Consignes.
a: D'après la page de critiques d'albums ci-dessous, répondez à ces questions :
(i) Combien de mois dure la vie des papillons monarques ?
(ii) Quel éditeur a publié « 20 poèmes au nez pointu », et en quelle année ?
(iii) Quelle association a accordé une bourse à Anne Herbauts ?
b: Citez intégralement, sans rien y changer, toutes les lignes des enregistrements ci-dessous.

Le Papillon Voyageur

Le Papillon Voyageur
Susumu Shingu
Gallimard jeunesse, 2012

Quand le documentaire s’épure

Par Dominique Perrin

Un jour, pendant le bref été du Nord…

Œuvre d’un grand sculpteur, peintre à ses commencements, Le papillon voyageur évoque les six mois que dure la vie des papillons monarques. Parfaite épure documentaire, l’album réalise un équilibre rarement atteint, mais aussi rarement visé entre la transmission d’informations puissamment signifiantes sur le monde qui nous entoure et le pouvoir d’évocation dynamique de la double page illustrative à l’italienne. Si le thème visuel de la métamorphose et l’immense sobriété du texte rappellent les œuvres pionnières de Iela et Enzo Mari, l’intensité propre à l’enquête documentaire nue, dédiée sans médiation fictionnelle ni jeux de langage au mystère du vivant, apparaît ici indépassable. Ce livre, comme la pensée qui l’irrigue, est de toute beauté.

 

20 poèmes au nez pointu

20 poèmes au nez pointu
Davis Dumortier, Anne-Lise Boutin
Sarbacane, 2012

Géo-métrique

Par Anne-Marie Mercier

Si on a un « côté » comique, comment sont les autres ? Quand on dit « ça ne peut pas faire de mal », en est-on bien certain ? Si on est « très attaché » à quelque chose, comment s’en débarrasser ? Quand on a un « trait » de caractère, pourquoi pas deux ?

David Dumortier traque les formules toutes faites, les banalités, pour les renverser et les faire jouer en poèmes courts et apparemment tout simples. Les illustrations les prennent au pied de la lettre font un joli pied de nez à la réalité.

De quelle couleur est le vent ?

De quelle couleur est le vent ?
Anne Herbauts
Casterman, 2011

 aux aveugles

par Anne-Marie Mercier

A cette question posée par un enfant aveugle, « De quelle couleur est le vent ? », Anne Herbauts répond en couleurs, en touchers et en poésie ; l’enfant de l’album part en quête d’une réponse et interroge un vieux chien, la montagne, le village, une fenêtre, une pomme… chacun réponde à partir de son point de vue : couleur du temps, du soleil, sève et grenadine… (on pense au dispositif de la grande question de Wolf Erbruch)

Les illustrations très colorées mêlent les techniques (papiers et tissus découpés, dessin, peinture… ) et offrent de discrets effets tactiles, du rugueux au lisse, vernis et embossages proposent tout un parcours de sensation.

Anne Herbauts a recueilli pour ce livre les conseils des Doigts qui rêvent (maison d’édition spécialisée dans les albums tactiles pour enfants mal voyants) et a bénéficié d’une bourse de l’association « les Enfants de Sylvie ».

Éléments d'une collection d'annotation
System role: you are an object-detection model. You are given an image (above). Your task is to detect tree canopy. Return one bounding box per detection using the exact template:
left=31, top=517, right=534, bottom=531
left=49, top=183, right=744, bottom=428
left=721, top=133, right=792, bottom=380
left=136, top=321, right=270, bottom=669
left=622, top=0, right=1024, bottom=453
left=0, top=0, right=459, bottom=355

Réponses.
a:
(i) Six mois.
(ii) Sarbacane, en 2012.
(iii) L'association « les Enfants de Sylvie ».

b:
System role: you are an object-detection model. You are given an image (above). Your task is to detect tree canopy. Return one bounding box per detection using the exact template:
left=31, top=517, right=534, bottom=531
left=49, top=183, right=744, bottom=428
left=721, top=133, right=792, bottom=380
left=136, top=321, right=270, bottom=669
left=622, top=0, right=1024, bottom=453
left=0, top=0, right=459, bottom=355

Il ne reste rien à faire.